Exercise prompt: Please print the full listing exactly.

+++ Records for processing +++

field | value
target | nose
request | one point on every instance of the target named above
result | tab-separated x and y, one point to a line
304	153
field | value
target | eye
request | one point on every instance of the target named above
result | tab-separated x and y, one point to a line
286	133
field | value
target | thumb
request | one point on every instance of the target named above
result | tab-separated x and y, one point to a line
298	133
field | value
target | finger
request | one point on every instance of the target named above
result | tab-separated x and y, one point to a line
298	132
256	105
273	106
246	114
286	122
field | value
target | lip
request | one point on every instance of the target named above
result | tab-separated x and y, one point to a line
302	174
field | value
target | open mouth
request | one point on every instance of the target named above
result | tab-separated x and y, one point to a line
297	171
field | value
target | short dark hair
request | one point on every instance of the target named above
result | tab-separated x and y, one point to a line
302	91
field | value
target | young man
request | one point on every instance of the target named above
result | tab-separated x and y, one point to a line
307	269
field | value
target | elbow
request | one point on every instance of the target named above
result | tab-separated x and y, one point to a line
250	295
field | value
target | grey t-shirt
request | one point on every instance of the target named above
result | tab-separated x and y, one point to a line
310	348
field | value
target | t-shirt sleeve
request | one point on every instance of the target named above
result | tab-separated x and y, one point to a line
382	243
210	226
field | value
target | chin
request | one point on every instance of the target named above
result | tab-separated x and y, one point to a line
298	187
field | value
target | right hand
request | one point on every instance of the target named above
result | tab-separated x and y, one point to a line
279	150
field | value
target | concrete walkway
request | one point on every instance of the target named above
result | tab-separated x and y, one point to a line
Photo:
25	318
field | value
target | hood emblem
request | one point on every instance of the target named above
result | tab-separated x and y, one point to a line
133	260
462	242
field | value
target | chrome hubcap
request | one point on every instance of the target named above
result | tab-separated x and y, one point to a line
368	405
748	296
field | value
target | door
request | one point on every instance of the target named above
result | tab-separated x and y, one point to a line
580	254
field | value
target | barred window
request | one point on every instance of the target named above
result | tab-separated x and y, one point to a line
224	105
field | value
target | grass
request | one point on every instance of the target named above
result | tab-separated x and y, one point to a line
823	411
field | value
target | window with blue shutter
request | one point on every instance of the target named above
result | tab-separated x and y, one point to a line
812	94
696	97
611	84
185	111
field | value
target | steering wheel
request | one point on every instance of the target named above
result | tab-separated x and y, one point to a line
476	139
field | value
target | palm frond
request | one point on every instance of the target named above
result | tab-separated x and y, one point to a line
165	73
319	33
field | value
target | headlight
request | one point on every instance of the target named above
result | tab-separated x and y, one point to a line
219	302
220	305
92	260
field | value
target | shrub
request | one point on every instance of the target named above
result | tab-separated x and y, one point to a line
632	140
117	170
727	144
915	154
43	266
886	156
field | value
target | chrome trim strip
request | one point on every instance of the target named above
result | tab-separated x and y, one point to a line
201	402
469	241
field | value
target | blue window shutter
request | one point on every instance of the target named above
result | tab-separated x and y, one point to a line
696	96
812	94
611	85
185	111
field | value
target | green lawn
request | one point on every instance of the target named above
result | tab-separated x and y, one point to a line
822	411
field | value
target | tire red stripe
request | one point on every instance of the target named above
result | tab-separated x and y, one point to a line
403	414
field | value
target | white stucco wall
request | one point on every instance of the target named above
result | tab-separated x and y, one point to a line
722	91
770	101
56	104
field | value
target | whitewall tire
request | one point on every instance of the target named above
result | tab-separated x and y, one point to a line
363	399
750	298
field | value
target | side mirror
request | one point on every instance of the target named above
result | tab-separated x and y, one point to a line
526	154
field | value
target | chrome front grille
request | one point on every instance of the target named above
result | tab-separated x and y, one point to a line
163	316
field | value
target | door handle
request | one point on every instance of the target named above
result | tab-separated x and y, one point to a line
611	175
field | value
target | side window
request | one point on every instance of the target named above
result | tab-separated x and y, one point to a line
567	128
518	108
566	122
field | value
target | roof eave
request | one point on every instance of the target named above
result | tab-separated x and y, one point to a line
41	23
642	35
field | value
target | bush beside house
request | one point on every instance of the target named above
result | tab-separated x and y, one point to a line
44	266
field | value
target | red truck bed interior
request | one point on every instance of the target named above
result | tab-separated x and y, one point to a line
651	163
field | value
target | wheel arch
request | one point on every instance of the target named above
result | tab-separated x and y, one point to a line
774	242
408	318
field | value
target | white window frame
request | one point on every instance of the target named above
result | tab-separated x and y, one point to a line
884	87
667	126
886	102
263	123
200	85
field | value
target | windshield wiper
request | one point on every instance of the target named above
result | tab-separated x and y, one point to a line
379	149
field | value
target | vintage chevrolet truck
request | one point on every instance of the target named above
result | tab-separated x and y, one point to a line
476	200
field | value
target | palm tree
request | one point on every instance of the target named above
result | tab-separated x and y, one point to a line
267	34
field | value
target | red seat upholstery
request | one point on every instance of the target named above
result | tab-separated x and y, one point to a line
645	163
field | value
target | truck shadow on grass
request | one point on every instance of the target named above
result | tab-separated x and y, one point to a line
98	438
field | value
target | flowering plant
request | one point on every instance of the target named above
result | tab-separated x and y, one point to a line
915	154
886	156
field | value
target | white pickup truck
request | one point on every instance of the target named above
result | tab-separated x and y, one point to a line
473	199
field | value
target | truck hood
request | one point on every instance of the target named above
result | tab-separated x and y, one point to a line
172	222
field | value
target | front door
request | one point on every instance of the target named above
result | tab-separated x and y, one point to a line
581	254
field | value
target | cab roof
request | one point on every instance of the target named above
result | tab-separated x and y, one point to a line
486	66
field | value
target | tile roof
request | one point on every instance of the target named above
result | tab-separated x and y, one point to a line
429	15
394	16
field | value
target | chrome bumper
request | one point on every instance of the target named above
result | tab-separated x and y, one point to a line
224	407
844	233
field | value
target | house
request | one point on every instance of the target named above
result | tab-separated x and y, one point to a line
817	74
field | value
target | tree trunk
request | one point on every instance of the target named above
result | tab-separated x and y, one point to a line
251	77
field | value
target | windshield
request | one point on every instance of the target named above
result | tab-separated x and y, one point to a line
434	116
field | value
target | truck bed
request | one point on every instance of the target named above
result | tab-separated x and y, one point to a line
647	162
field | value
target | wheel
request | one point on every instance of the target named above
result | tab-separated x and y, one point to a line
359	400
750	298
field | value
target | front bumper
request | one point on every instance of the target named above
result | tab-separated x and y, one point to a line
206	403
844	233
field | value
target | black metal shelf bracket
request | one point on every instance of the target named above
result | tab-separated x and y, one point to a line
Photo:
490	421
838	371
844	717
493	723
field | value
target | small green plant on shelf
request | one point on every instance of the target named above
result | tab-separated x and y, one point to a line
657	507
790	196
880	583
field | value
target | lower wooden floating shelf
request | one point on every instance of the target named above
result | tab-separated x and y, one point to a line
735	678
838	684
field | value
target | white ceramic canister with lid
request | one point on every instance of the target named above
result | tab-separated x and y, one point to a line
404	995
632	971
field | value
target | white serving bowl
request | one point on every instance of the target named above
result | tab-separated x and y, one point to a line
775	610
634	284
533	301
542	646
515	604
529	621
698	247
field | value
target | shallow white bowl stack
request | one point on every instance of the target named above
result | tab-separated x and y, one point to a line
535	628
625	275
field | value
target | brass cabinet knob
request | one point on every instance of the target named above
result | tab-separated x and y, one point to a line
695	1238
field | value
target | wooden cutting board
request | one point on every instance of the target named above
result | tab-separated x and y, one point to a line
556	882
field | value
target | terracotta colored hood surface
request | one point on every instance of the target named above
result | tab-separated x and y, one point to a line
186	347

+++

The output:
field | value
target | nose
request | one point on every instance of the target named above
result | tab-separated x and y, one point to a line
304	153
field | value
target | eye
request | one point on every instance of the target named above
result | tab-separated x and y, one point to a line
286	133
field | value
target | thumb
request | one point on every instance of the target named above
result | tab-separated x and y, one point to a line
298	133
field | value
target | finger
request | one point on every instance of the target named above
result | tab-separated x and y, one point to a line
298	132
256	105
273	106
246	114
286	122
field | value
target | lip
request | one point on every instance of the target named above
result | tab-separated x and y, one point to a line
302	174
field | value
target | open mouth
request | one point on every instance of the target named above
result | tab-separated x and y, one point to a line
297	171
field | value
target | short dark hair
request | one point on every instance of the target named above
result | tab-separated x and y, one point to a line
302	91
field | value
target | young man
request | one point on every instance of the target named above
result | tab-separated x and y, one point to a line
307	269
field | value
target | elbow
request | one point on every instance of the target named above
result | tab-separated x and y, one point to a line
250	295
field | value
target | grey t-shirt
request | one point on every instance of the target named above
result | tab-separated x and y, one point to a line
310	348
field | value
target | t-shirt sleeve
request | one point on every instance of the target named above
result | tab-separated x and y, one point to a line
382	243
210	226
field | value
target | chin
request | one point on every instance of the target named above
result | tab-separated x and y, one point to a line
298	187
field | value
target | right hand
request | one point on every instance of the target named above
result | tab-separated x and y, one point to a line
279	150
field | value
target | concrete walkway
request | one point on every instance of the target named above
result | tab-separated x and y, one point to a line
Photo:
25	318
field | value
target | hood emblem
request | one point on every instance of the target named above
result | tab-separated x and y, one point to a line
133	260
462	242
field | value
target | chrome hubcap
request | one point on every instance of the target named above
result | tab-separated x and y, one point to a line
368	405
748	296
field | value
target | door
request | one point on every instance of the target named above
result | tab-separated x and y, one point to a line
580	254
field | value
target | barred window
request | one point on every instance of the target named above
result | tab-separated x and y, one point to a line
224	105
field | value
target | grass
request | one point on every instance of the target named above
result | tab-separated x and y, one point to a line
823	411
field | value
target | window with blue shutter
request | one point on every instance of the target named above
result | tab-separated x and y, one point to a line
812	94
696	97
611	84
185	111
field | value
target | steering wheel
request | one point on every instance of the target named above
result | tab-separated x and y, one point to a line
476	139
field | value
target | palm frond
request | one point on every instance of the target named above
result | tab-separated x and y, one point to a line
165	73
319	33
field | value
target | headlight
request | one point on every instance of the target named above
result | tab-separated x and y, one point to a line
219	302
220	305
92	260
field | value
target | shrub
request | one point on every instance of the target named above
result | tab-separated x and y, one point to a line
632	140
117	170
727	144
915	154
43	266
886	156
field | value
target | chrome trim strip
request | one point on every instance of the target named above
result | tab-separated x and y, one point to a line
201	402
469	241
field | value
target | blue window shutter
request | one point on every instance of the target named above
result | tab-separated x and y, one point to a line
696	96
812	94
611	85
185	111
field | value
target | green lawn
request | one point on every instance of the target named above
result | tab-separated x and y, one point to a line
822	411
field | value
target | tire red stripe
request | one point on every instance of the target named above
result | tab-separated x and y, one point to a line
403	414
field | value
target | white stucco wall
request | one point on every instance of the target named above
result | tab-separated x and y, one point to a line
722	91
770	101
56	104
field | value
target | whitewall tire
request | one point on every instance of the target named above
result | tab-separated x and y, one point to a line
363	399
750	298
field | value
target | side mirror
request | one point on every instance of the target named above
result | tab-separated x and y, one point to a line
526	154
field | value
target | chrome front grille
request | one point on every instance of the target named above
result | tab-separated x and y, one point to a line
163	316
field | value
target | door handle
request | one point on every instance of the target named above
result | tab-separated x and y, one point to a line
611	175
field | value
target | side window
request | one point on every instance of the target named above
result | tab-separated x and y, one point to a line
567	128
518	108
566	122
field | value
target | roof eave
request | one point on every instance of the target named above
result | tab-separated x and y, one point to a line
41	23
642	35
field | value
target | bush beside house
request | one point on every instance of the target named above
result | tab-separated x and y, one point to a line
44	266
field | value
target | red truck bed interior
request | one point on every instance of the target named above
result | tab-separated x and y, one point to a line
651	163
field | value
target | wheel arch
request | one point on every instance of the target named above
result | tab-separated x and y, one point to a line
774	242
408	318
field | value
target | white window frame
request | one point on every instance of the target named above
result | tab-separated x and y, one point to a line
884	87
667	126
886	102
263	123
200	85
field | value
target | windshield wiper
request | one point on every instance of the target named above
result | tab-separated x and y, one point to a line
379	149
field | value
target | vintage chevrolet truck
request | one point on every instance of the target named above
result | tab-separated x and y, one point to a line
476	200
field | value
target | palm tree
request | one point on every instance of the target named above
result | tab-separated x and y, one point to a line
267	34
field | value
target | red seat upholstery
request | one point on every instance of the target named above
result | tab-separated x and y, one point to a line
645	163
field | value
target | truck shadow on grass
request | one point on every instance of the target named above
result | tab-separated x and y, one point to a line
98	438
field | value
target | flowering plant
request | one point on every instance of the target named above
result | tab-separated x and y, one point to a line
915	154
886	156
field | value
target | white pickup truck
request | one point on every instance of the target named above
result | tab-separated x and y, one point to a line
473	199
field | value
target | truck hood
request | one point on every instance of the target named above
result | tab-separated x and y, one point to a line
172	222
field | value
target | front door
request | one point on every instance of the target named above
result | tab-separated x and y, one point to a line
581	254
field | value
target | cab roof
request | one point on every instance of the target named above
result | tab-separated x and y, one point to a line
486	66
field | value
target | tile roof
request | one point on every instance of the target named above
result | tab-separated x and y, one point to a line
429	15
394	16
field | value
target | chrome bumper
request | one point on every instance of the target named above
result | tab-separated x and y, one point to a line
224	407
844	233
field | value
target | house
request | one point on every instance of the target named above
result | tab-separated x and y, one point to a line
817	74
field | value
target | tree trunk
request | one point on every instance of the target named above
result | tab-separated x and y, one point to a line
251	77
field | value
target | windshield
request | one point on every instance of the target named above
result | tab-separated x and y, one point to a line
434	116
field | value
target | truck bed
request | one point on every instance of the target named above
result | tab-separated x and y, one point to a line
647	162
field | value
target | wheel
request | one point on every instance of the target named above
result | tab-separated x and y, one point to a line
359	400
750	298
field | value
target | front bumper
request | one point on every instance of the target named above
result | tab-separated x and y, one point to a line
206	403
844	233
field | value
target | black metal shelf bracket
request | one point on every instance of the target named above
result | tab-separated x and y, one point to a line
Photo:
490	421
838	371
844	717
493	723
field | value
target | small green plant on shelf
request | one point on every instance of the target named above
result | tab-separated x and y, one point to a line
657	507
790	196
880	583
field | value
target | lower wooden floating shelf
request | one point on every instance of the target named above
result | tab-separated x and y, one point to a line
735	678
838	684
field | value
target | white ceramic canister with lid
request | one point on every instance of the target named above
result | tab-separated x and y, one point to a line
404	995
632	971
field | value
target | white serving bowl
request | one point on every instance of the target named above
result | tab-separated x and y, one point to a line
775	610
634	284
533	301
542	646
515	604
529	621
698	247
field | value
target | shallow white bowl stack
request | one point on every instance of the target named above
result | tab-separated x and y, one point to a line
535	628
625	275
field | value
target | brass cabinet knob
request | one point on every instance of the target named above
result | tab-separated x and y, one point to a line
695	1238
field | value
target | wooden cutting board
request | one point on every instance of the target named above
result | tab-separated x and y, one point to a line
556	882
field | value
target | terracotta colored hood surface
request | one point on every instance of the target named above
result | tab-separated x and y, one point to a line
186	347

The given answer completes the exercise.